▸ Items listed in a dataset
:::

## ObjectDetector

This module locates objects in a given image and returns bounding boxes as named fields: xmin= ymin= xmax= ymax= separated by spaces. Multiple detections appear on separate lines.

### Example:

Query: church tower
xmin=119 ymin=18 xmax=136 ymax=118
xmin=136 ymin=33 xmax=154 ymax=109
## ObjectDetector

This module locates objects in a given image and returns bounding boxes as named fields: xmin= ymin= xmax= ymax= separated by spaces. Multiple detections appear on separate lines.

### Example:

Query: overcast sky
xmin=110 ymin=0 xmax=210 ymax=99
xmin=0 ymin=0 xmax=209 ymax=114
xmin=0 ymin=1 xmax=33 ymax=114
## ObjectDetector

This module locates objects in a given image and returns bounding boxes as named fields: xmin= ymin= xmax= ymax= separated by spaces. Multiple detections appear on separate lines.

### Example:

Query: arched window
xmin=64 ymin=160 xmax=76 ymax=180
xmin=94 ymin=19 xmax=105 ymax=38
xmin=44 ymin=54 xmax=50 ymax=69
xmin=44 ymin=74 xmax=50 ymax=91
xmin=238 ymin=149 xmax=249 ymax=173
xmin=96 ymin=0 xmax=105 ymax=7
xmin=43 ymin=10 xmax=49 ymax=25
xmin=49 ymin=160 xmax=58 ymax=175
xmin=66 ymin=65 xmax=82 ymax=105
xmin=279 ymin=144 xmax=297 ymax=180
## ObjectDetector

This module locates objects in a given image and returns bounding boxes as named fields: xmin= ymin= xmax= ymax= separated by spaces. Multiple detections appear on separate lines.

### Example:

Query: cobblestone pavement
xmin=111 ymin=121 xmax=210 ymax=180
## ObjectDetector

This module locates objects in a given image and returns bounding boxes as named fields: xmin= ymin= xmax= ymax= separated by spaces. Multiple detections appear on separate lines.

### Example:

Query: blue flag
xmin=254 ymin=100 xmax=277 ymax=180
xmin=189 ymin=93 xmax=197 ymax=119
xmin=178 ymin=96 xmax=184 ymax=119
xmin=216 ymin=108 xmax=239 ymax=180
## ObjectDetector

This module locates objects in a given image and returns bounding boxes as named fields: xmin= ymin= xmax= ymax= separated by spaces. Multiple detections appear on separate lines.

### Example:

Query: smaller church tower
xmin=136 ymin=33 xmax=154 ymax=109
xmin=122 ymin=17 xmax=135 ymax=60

:::

▸ WORK INSTRUCTIONS
Once you have read the records above, write them out again exactly.

▸ THE COMPLETED TASK
## ObjectDetector

This module locates objects in a given image and returns bounding boxes as named fields: xmin= ymin= xmax= ymax= separated by spaces. Multiple detections appear on separate lines.

### Example:

Query: church tower
xmin=119 ymin=18 xmax=136 ymax=118
xmin=136 ymin=33 xmax=154 ymax=109
## ObjectDetector

This module locates objects in a given image and returns bounding boxes as named fields: xmin= ymin= xmax= ymax= separated by spaces. Multiple detections appear on separate lines.

### Example:

Query: overcast sky
xmin=110 ymin=0 xmax=210 ymax=99
xmin=0 ymin=0 xmax=209 ymax=114
xmin=0 ymin=1 xmax=33 ymax=114
## ObjectDetector

This module locates objects in a given image and returns bounding boxes as named fields: xmin= ymin= xmax= ymax= separated by spaces. Multiple detections appear on separate lines.

### Example:

Query: arched window
xmin=64 ymin=160 xmax=76 ymax=180
xmin=94 ymin=19 xmax=105 ymax=38
xmin=44 ymin=54 xmax=50 ymax=69
xmin=44 ymin=74 xmax=50 ymax=91
xmin=238 ymin=149 xmax=249 ymax=173
xmin=96 ymin=0 xmax=105 ymax=7
xmin=43 ymin=10 xmax=49 ymax=25
xmin=49 ymin=160 xmax=58 ymax=175
xmin=66 ymin=65 xmax=82 ymax=105
xmin=279 ymin=144 xmax=297 ymax=180
## ObjectDetector

This module locates objects in a given image and returns bounding boxes as named fields: xmin= ymin= xmax= ymax= separated by spaces. Multiple detections appear on separate lines.

### Example:

Query: cobblestone pavement
xmin=111 ymin=121 xmax=210 ymax=180
## ObjectDetector

This module locates objects in a given image and returns bounding boxes as named fields: xmin= ymin= xmax= ymax= separated by spaces. Multiple detections appear on separate lines.

### Example:

Query: blue flag
xmin=254 ymin=100 xmax=277 ymax=180
xmin=189 ymin=93 xmax=197 ymax=119
xmin=178 ymin=96 xmax=184 ymax=119
xmin=216 ymin=108 xmax=239 ymax=180
## ObjectDetector

This module locates objects in a given image and returns bounding boxes as named fields: xmin= ymin= xmax= ymax= separated by spaces. Multiple detections appear on separate lines.

### Example:

Query: smaller church tower
xmin=136 ymin=33 xmax=154 ymax=109
xmin=122 ymin=17 xmax=135 ymax=60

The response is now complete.